== WHAT THE EXERCISE ASKS ==
Without any pictures, copy the records below once more, exactly as they are.

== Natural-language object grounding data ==
━━━━━━━━━━

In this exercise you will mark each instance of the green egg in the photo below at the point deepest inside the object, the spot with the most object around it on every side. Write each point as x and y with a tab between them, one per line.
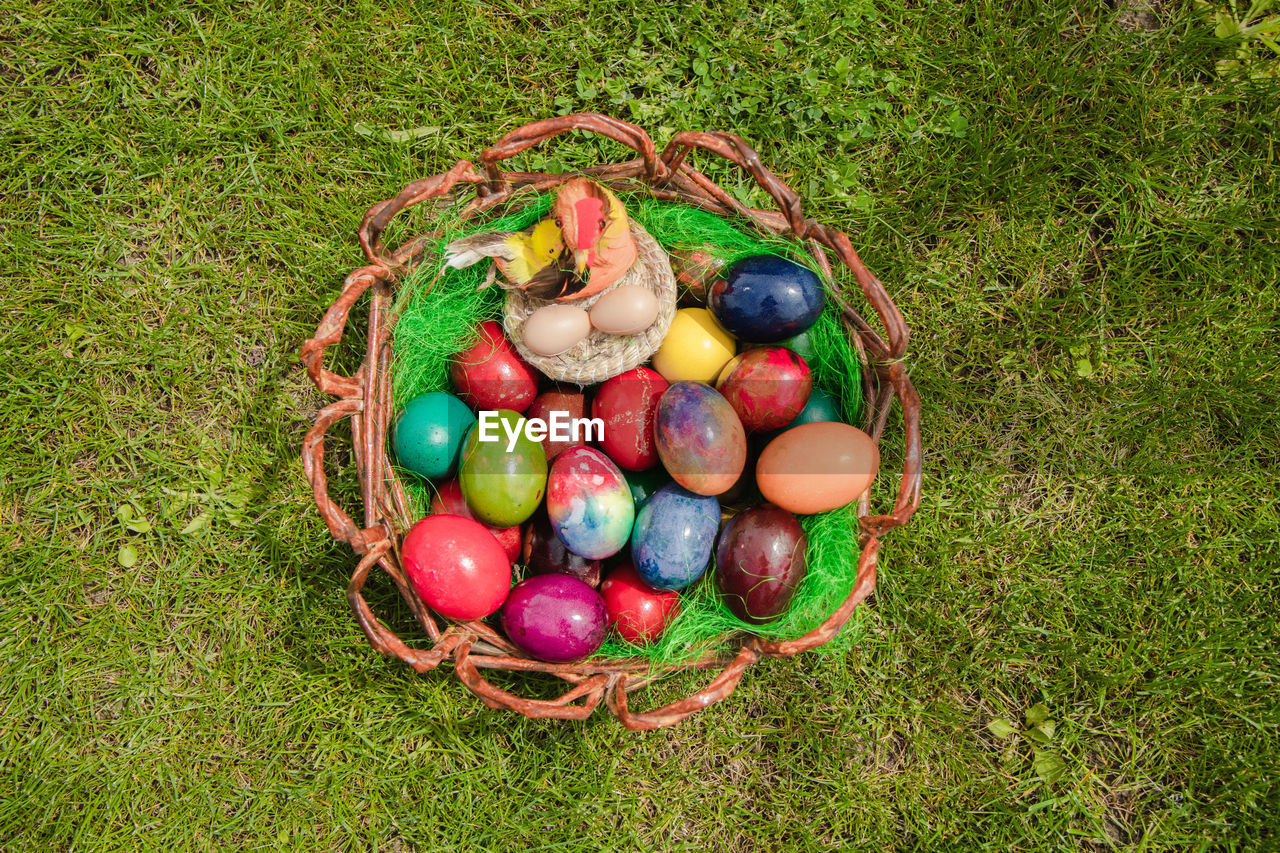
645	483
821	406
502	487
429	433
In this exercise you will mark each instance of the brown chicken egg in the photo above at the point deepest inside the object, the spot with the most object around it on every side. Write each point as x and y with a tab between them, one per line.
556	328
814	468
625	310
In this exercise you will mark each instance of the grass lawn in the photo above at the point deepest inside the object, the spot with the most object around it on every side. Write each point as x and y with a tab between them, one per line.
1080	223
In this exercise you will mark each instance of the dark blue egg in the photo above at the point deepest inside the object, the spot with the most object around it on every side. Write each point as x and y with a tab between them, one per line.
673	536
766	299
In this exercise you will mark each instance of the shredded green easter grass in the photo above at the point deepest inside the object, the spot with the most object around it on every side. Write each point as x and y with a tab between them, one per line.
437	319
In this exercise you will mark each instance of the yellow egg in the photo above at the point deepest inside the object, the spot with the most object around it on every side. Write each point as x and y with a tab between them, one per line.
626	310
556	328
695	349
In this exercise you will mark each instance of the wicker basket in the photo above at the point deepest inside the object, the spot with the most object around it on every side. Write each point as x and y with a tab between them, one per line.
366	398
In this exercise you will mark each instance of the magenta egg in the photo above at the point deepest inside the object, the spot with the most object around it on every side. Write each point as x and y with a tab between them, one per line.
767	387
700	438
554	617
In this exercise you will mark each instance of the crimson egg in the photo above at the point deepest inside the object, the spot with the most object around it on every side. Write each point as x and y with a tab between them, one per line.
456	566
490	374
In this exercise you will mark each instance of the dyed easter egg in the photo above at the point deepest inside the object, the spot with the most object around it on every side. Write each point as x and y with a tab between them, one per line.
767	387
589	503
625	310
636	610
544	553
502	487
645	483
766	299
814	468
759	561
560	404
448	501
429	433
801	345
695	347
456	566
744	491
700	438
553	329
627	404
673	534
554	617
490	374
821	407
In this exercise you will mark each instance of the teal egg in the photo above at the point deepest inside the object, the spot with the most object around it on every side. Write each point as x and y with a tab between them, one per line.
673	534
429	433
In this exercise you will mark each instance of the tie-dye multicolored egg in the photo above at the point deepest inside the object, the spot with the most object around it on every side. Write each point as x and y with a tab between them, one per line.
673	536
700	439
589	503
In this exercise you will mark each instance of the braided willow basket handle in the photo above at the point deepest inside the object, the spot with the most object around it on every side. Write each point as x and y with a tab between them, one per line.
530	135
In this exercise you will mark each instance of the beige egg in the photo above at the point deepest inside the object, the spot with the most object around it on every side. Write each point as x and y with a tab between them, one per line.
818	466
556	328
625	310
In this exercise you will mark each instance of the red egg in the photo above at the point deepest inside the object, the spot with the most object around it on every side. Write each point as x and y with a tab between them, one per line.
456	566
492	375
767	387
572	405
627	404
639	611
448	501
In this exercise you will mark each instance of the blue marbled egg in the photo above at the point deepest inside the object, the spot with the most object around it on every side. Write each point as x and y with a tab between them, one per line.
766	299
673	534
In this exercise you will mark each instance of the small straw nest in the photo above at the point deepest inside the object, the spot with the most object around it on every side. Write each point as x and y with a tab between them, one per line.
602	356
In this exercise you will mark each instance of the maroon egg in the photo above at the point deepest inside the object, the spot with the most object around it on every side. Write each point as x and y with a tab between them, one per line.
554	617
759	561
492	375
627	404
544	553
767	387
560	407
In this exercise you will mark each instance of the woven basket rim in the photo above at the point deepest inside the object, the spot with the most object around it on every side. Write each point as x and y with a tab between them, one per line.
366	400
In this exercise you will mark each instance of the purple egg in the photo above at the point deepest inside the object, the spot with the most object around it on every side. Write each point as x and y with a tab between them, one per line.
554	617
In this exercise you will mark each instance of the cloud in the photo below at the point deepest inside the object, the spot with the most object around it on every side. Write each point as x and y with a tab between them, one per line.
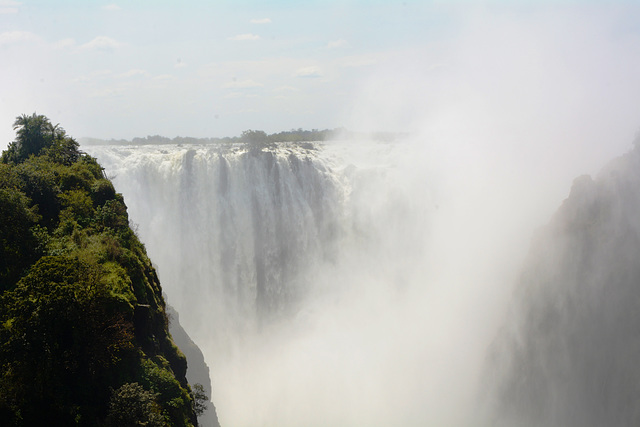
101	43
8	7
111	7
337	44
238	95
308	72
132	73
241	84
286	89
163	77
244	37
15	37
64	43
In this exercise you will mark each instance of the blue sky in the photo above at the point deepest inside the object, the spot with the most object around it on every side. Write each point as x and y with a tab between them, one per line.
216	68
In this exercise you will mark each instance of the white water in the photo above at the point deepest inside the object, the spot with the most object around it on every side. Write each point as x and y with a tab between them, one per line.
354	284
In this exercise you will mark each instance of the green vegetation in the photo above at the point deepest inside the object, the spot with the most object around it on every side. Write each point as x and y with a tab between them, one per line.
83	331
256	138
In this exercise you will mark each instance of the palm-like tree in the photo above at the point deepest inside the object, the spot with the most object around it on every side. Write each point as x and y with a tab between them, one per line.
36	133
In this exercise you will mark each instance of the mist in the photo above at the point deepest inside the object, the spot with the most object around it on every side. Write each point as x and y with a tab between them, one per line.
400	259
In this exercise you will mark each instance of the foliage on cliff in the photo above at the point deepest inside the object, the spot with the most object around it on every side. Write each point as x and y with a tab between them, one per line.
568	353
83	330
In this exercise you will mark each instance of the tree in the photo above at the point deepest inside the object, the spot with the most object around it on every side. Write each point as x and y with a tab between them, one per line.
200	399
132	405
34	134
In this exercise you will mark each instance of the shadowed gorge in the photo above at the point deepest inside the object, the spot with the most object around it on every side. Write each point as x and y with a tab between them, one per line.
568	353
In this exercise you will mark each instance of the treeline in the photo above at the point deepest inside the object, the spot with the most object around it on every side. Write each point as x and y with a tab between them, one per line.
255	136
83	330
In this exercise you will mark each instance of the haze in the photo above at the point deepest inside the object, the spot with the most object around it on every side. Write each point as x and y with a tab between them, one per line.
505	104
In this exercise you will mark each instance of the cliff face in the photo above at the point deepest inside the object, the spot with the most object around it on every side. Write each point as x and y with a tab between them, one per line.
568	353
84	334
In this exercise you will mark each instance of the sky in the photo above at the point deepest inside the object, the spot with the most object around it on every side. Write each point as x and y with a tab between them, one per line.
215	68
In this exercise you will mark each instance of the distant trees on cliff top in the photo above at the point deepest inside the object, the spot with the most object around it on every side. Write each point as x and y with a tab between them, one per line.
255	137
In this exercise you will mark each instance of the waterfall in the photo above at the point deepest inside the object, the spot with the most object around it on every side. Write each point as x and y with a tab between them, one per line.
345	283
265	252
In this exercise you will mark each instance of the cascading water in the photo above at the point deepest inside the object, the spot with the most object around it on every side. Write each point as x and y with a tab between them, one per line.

━━━━━━━━━━

== RESULT BELOW ==
In this exercise you will mark each instance of the green egg in the photo below at the point deepest inside the object, the spot with the most object around it on every side. Write each point as x and y with a tab between them, one per line.
645	483
821	406
502	487
429	433
In this exercise you will mark each instance of the brown chicken egg in the photo above at the point deepest inside the object, the spot with the most object around it on every side. Write each point as x and y with a tab between them, one per line.
556	328
814	468
625	310
In this exercise you will mark each instance of the grass lawn in the photo above at the point deepest inside the object, the spot with the most object around it on every side. Write each point as x and y with a tab between them, one per line.
1080	223
In this exercise you will mark each instance of the dark blue egg in the photo above at the point deepest inside the object, the spot with the most object around it on every side. Write each point as x and y with a tab between them, one per line.
673	536
766	299
In this exercise you will mark each instance of the shredded green easter grass in the photo above at the point deepest inside the object, the spot with the most object around it on every side. Write each point as x and y with a tab between them, one per line.
437	319
In this exercise you will mark each instance of the yellow egg in the photo above at the point deepest inside the object, the spot with the most object around it on every side. Write each point as x and y with a tab between them, one per line.
626	310
556	328
695	349
In this exercise you will mark each instance of the wicker basket in the photo above at the point deepest inside the object, the spot with the most object around it on every side. Write each point as x and y with a tab between them, one per line.
366	398
In this exercise you will mark each instance of the magenta egg in the photo above at the point deepest inside the object, the spot with the most object around it on every side. Write each point as x and y with a tab between them, one per line.
767	387
700	438
554	617
In this exercise you will mark each instance of the crimson egg in the photo above at the point deepest inside the object, the spot with the most object around it on every side. Write each point as x and y with a tab between them, one per line.
456	566
490	374
In this exercise you will mark each instance of the dyed easter egg in the photo above at the point deepest inside the object, the spot with the most object around it on every side. Write each point as x and y with a tab between them, one per line.
767	387
589	503
625	310
636	610
544	553
502	487
645	483
766	299
814	468
759	561
560	404
448	501
429	433
801	345
695	347
456	566
744	491
700	438
553	329
627	404
673	534
554	617
490	374
821	407
In this exercise you will mark each instance of the teal egg in the photo above at the point deepest inside the object, the spot with the most object around it on every side. Write each point as x and y with a tab between them, one per line.
673	534
429	433
In this exercise you will mark each instance of the tie-dye multicolored egg in the photo above at the point deepest inside the object, the spot with the most object around it on every side. Write each point as x and y with a tab between them, one per line.
673	536
700	439
589	503
In this exercise you will mark each instance of the braided willow basket handle in the photo above at the point deepest inside the object, the spot with the most object around it on every side. Write each point as x and y with a tab between them, one per line.
530	135
In this exercise you will mark each instance of the beige egg in the photo above at the point deepest inside the object, the spot with the most object around it on every side. Write each point as x and y with a tab between them, one per line.
818	466
556	328
625	310
In this exercise you will mark each instance of the red egg in the photo above at the point deepest inside the object, the spot with the most object around it on every side. Write each point as x and y with a tab between them, one per line.
456	566
492	375
767	387
572	405
627	404
639	611
448	501
In this exercise you will mark each instance of the blue marbled egg in the photo above at the point deepest inside the object, the spot with the most object around it on every side. Write each point as x and y with a tab between them, one per line.
766	299
673	534
In this exercise you will mark each instance of the small straw nest in the photo above at the point deepest inside the object, the spot with the most object around it on every side. Write each point as x and y with a tab between them, one per line.
602	356
In this exercise you will mark each instance of the maroon egg in the photo above at the point deepest inside the object, the spot with the most object around it on every side. Write each point as x and y with a tab between them, one per line.
554	617
759	561
492	375
627	404
544	553
767	387
560	407
In this exercise you will mark each instance of the woven basket rim in the photo above at the point deepest inside the object, the spot with the most object around it on every side. Write each point as x and y with a tab between them, one per line.
366	400
In this exercise you will mark each instance of the purple egg in the photo above at the point deepest inside the object, the spot with the most object around it on every side. Write each point as x and y with a tab between them, one per line.
554	617
In this exercise you will mark each instance of the cloud in the photo below at the point deepest inside the object, the spot with the most object around it on every side. Write each point as x and y with a tab between them, one per line.
101	43
8	7
111	7
337	44
238	95
308	72
132	73
241	84
286	89
163	77
244	37
15	37
64	43
In this exercise you will mark each instance of the blue sky in the photo above at the point deepest inside the object, the spot with the most object around it on every side. Write each point as x and y with a tab between them, one per line.
216	68
In this exercise you will mark each instance of the white water in the photo above at the point deepest inside the object, the spot with the most object around it on every side. Write each point as x and y with a tab between them, one per line.
354	284
In this exercise you will mark each instance of the green vegetation in the photo above at the point deepest inside the object, the spot with the most object around it on every side. Write each point as x and y with a tab between them, one per line.
83	331
256	138
In this exercise you will mark each instance of the palm-like tree in the photo above at the point deepest inside the object, the spot with the most object around it on every side. Write each point as x and y with a tab between them, one per line.
36	133
In this exercise you will mark each instance of the mist in the photo above at the point deepest inside the object, the spot with the most object around it on every side. Write each point as x and y with a tab between them, one per line.
400	259
In this exercise you will mark each instance of the foliage on cliff in the photo above at the point deepest inside the object, the spot with the most object around it on every side. Write each point as x and y with a tab between them, one per line.
568	353
83	330
In this exercise you will mark each instance of the tree in the photo above at the point deepest inside the object, the spot with the most object around it on every side. Write each point as x and y with a tab between them, one per line.
200	399
132	405
34	134
In this exercise you will mark each instance of the shadowed gorge in the photo above at the point deepest inside the object, the spot with the most object around it on every side. Write each point as x and y with a tab between them, one per line.
568	353
In this exercise you will mark each instance of the treeline in the photo above at the point deepest inside the object, the spot with the most object around it on every side. Write each point as x and y with a tab between them, one per line.
255	136
83	330
In this exercise you will mark each instance of the haze in the photo above at the point deepest inside the object, the spot with the most object around it on every side. Write each point as x and y with a tab between them, one per line.
505	104
In this exercise you will mark each instance of the cliff face in the photo above at the point deepest inside the object, the spot with the most object around it on every side. Write each point as x and y with a tab between them, one per line.
568	353
84	334
In this exercise you will mark each instance of the sky in the photo above at the point deepest inside the object, the spot with the most object around it on every side. Write each point as x and y with a tab between them, one per line.
215	68
In this exercise you will mark each instance of the distant trees on cliff top in the photo above at the point deepest inside the object, the spot with the most object around it on every side. Write each point as x and y with a tab between them, one per line.
255	137
In this exercise you will mark each instance of the waterfall in the photo above at the point deepest inside the object, the spot with the most object around it on every side. Write each point as x and y with a tab between them, one per line.
345	283
265	252
In this exercise you will mark each instance of the cascading water in the photo above at the point deepest inside the object, the spot with the most object around it on every side. Write each point as x and y with a tab between them, one per line.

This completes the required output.